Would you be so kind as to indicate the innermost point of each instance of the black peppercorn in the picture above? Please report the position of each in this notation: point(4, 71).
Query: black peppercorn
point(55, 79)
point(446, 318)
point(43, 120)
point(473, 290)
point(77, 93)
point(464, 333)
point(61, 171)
────────────────────────────────────────
Copy out the listing above line for line, keeping every word, number, and mark of punctuation unchanged.

Result of the task:
Would you be so kind as to indicate the innermost point of each instance of the black peppercorn in the picture above? Please report the position of each in this notation: point(4, 71).
Query: black peppercorn
point(55, 79)
point(446, 318)
point(43, 120)
point(473, 290)
point(77, 93)
point(464, 333)
point(61, 171)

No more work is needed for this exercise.